Tasks |
A) Answer these questions from the supported models page, one line each:
(i) What AVX2 speedup is listed for Q4_K?
(ii) About how much RAM does TinyLlama 1.1B at Q4_0 take?
(iii) Which file format's support is planned but not yet implemented?
B) Reproduce verbatim the stretch of the supported models page from "Supported Models" through "manual configuration needed.".

Excerpt to read |
# # # # #

Supported Models
Architectures, quantizations, and SIMD acceleration
Architectures
Yule uses a unified TransformerRunner that handles multiple architectures through config flags rather than separate code paths:
| Architecture | Models | Special Features |
|---|---|---|
| Llama | Llama 2, Llama 3, TinyLlama, CodeLlama | Standard transformer |
| Mistral | Mistral 7B, Mixtral (partial) | Sliding window attention |
| Phi | Phi-3, Phi-3.5 | Partial RoPE, QKV bias |
| Qwen | Qwen2, Qwen2.5 | QKV bias |
| Gemma | Gemma 2 | GeGLU activation, post-norms, softcapping |
Architecture is auto-detected from GGUF metadata. No manual configuration needed.
Architecture-Specific Features
- Sliding window attention (Mistral, Gemma2) — attention is masked beyond a window size, reducing memory for long contexts
- Partial RoPE (Phi-3) — rotary embeddings applied to only part of each head dimension
- QKV bias (Qwen2, Phi-3) — bias terms added after QKV projection, detected from tensor presence
- GeGLU activation (Gemma2) —
GELU(gate) * upinstead of SwiGLU - Post-attention and post-FFN norms (Gemma2) — extra normalization layers
- Logit softcapping (Gemma2) —
tanh(logits / cap) * capto bound final logits
Quantization Types
| Type | Bits/Weight | AVX2 | Notes |
|---|---|---|---|
| Q4_0 | 4.5 | Yes (3.9x) | Basic 4-bit, 32-element blocks |
| Q4_K | 4.5 | Yes (1.9x) | K-quant 4-bit with super-blocks |
| Q5_K | 5.5 | Scalar | K-quant 5-bit |
| Q6_K | 6.5 | Scalar | K-quant 6-bit, good quality |
| Q8_0 | 8.5 | Yes (5.0x) | 8-bit, near-lossless |
| Q8_K | 8.5 | Scalar | K-quant 8-bit |
| Q2_K | 2.5 | Scalar | Aggressive compression |
| Q3_K | 3.4 | Scalar | K-quant 3-bit |
| F16 | 16 | Scalar | Half precision |
| F32 | 32 | Scalar | Full precision |
| BF16 | 16 | Scalar | Brain float |
The "AVX2" column shows speedup over scalar for the dot product kernel. AVX2 is auto-detected at startup and used when available on x86-64 CPUs.
Performance
Single-user decode is memory-bandwidth-bound. Approximate throughput on CPU:
| Model | Quant | RAM | Approx tok/s |
|---|---|---|---|
| TinyLlama 1.1B | Q4_0 | ~600MB | 3-5 |
| Llama 3.2 7B | Q4_K_M | ~4GB | 0.5-2 |
| Mistral 7B | Q4_0 | ~4GB | 0.5-2 |
GPU acceleration (Vulkan, Metal, CUDA) is planned and will improve throughput by 10-100x.
File Format
Yule reads GGUF (GPT-Generated Unified Format) files. This is the standard format used by llama.cpp and the HuggingFace ecosystem. Models are available on HuggingFace — search for any model name + "GGUF".
Safetensors support is planned but not yet implemented.

# # # # #

Data provided |
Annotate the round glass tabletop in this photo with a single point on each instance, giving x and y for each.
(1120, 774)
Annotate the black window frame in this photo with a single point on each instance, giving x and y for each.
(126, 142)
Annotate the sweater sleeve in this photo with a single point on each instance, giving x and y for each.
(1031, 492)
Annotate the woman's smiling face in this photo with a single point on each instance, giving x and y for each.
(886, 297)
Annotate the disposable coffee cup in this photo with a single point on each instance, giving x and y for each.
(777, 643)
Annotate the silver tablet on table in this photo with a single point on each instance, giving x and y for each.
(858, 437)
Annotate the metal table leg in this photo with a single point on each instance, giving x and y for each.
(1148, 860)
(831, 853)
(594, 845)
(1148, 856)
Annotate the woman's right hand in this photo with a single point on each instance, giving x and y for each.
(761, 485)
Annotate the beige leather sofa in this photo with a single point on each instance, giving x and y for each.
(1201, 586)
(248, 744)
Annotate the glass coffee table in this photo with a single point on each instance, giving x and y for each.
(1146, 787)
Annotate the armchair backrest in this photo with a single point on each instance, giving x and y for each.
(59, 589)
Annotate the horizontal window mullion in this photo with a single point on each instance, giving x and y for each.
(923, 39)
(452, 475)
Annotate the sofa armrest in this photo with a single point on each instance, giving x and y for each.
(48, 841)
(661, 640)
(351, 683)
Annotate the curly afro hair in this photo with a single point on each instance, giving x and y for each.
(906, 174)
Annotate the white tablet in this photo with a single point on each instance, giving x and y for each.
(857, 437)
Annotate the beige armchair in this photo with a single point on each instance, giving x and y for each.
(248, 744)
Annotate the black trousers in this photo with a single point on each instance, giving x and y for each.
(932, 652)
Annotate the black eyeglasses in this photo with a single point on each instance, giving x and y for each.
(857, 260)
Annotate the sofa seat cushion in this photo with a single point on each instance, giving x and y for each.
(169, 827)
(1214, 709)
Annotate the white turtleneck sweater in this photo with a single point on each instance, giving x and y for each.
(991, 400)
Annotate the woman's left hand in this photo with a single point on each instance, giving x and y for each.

# # # # #

Answer list |
A)
(i) 1.9x
(ii) ~600MB
(iii) Safetensors

B)
Supported Models
Architectures, quantizations, and SIMD acceleration
Architectures
Yule uses a unified TransformerRunner that handles multiple architectures through config flags rather than separate code paths:
| Architecture | Models | Special Features |
|---|---|---|
| Llama | Llama 2, Llama 3, TinyLlama, CodeLlama | Standard transformer |
| Mistral | Mistral 7B, Mixtral (partial) | Sliding window attention |
| Phi | Phi-3, Phi-3.5 | Partial RoPE, QKV bias |
| Qwen | Qwen2, Qwen2.5 | QKV bias |
| Gemma | Gemma 2 | GeGLU activation, post-norms, softcapping |
Architecture is auto-detected from GGUF metadata. No manual configuration needed.